SOURCE DOCUMENT:
^^^^
Just for the record my favorite bike: custom titus racerx. and mr pixy now rides and prefers a yeti over trek. So I guess that makes us happy boutique bike buyers. .:whoopdedo
 

NJ-XC-Justin

KY-DH-Freddy
We drop a lot of money on our bikes in proportion to our income, and at some point you want to feel good about what you're buying. Does your money go far with Giant? You bet. You're getting 97% of the quality of a boutique at half the price (and their service is probably better). Do you feel as warm, appreciated and inclusive buying a Giant as you do with a Voodoo or Seven? Not a chance. But is brand awareness just marketing or is it instinctual?
 

Norm

Mayor McCheese
Team MTBNJ Halter's
this wasn't meant to be a long winded diatribe on my personal belief that the marketing spin is really all that differentiates the perceived "goodness" of the boutique frame vs. the mass produced. i really want to know...is there a difference? is it marketing? my guess is no, but i'd like to think there's a little something extra going into those frames.

To be sure, components are at least half the battle, if not more. You take a set of SLRs and put them on a Walmart bike and I bet you make it go faster than you though possible. Or maybe not. Point being, if you go custom you usually don't say, "Oh just put on the cheapest wheelset you have" when you build it up. In terms of the weight & reliability of wheels, marketing has little to do with it. If you can drop the $$ and get a FS bike down to 21 pounds, you'll feel a difference. You put a lot of money into it, buy cheap components, and end up with a 30 pound bike, well...? The bike isn't an item, it's a collection of items, each of which contributes some part in the whole.
^^^^
DATASET RECORDS:
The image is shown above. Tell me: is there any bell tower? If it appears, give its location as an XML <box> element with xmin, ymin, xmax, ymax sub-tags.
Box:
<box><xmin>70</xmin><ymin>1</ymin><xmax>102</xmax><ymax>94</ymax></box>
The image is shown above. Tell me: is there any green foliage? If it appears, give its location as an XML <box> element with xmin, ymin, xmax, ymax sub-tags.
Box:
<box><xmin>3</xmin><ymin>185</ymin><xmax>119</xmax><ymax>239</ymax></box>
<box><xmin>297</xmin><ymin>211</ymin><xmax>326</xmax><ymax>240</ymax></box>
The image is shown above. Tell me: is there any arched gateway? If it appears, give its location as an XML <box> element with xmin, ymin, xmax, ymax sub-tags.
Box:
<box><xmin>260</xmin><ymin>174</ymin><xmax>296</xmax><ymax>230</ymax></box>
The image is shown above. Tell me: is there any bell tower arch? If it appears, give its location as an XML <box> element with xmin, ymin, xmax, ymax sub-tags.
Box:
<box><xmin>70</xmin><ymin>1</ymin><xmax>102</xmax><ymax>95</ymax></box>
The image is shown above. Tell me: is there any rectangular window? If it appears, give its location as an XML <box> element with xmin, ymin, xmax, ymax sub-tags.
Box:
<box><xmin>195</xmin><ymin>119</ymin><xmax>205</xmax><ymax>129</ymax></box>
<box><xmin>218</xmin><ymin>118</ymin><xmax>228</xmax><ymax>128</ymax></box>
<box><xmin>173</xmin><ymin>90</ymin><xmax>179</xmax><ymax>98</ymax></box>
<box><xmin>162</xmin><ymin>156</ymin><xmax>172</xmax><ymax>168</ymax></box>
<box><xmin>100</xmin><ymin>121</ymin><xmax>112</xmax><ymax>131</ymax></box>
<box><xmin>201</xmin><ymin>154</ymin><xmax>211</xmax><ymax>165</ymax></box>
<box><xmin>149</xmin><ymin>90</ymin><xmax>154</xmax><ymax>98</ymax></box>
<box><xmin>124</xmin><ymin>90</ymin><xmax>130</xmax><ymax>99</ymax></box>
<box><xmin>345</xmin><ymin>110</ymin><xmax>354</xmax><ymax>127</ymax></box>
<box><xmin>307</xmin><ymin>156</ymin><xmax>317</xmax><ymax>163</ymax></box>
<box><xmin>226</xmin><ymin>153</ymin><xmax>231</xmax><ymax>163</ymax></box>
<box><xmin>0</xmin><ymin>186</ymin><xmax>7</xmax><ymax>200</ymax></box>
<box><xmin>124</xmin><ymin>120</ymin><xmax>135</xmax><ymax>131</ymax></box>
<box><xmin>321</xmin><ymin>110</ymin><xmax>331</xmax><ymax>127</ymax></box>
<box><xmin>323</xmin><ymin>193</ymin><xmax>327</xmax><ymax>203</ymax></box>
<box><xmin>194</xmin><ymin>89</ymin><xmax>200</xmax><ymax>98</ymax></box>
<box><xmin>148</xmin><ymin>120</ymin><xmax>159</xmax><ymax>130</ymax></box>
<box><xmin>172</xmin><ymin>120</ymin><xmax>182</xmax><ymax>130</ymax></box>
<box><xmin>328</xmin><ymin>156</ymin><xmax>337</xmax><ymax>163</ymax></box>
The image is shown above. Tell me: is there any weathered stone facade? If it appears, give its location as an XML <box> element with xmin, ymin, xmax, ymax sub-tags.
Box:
^^^^
QUESTIONS:
A: In the forum thread about boutique bikes, what share of a boutique bike's quality does one poster say a Giant gives, and at what price?
B: Explain why, according to the forum thread about boutique bikes, riders want to feel good about the bikes they buy.

ANSWERS TO THE TASKS:
A: About 97% of the quality at half the price.

B: They spend a lot of money on their bikes compared with their income. Because of that, at some point they want to feel good about the purchase.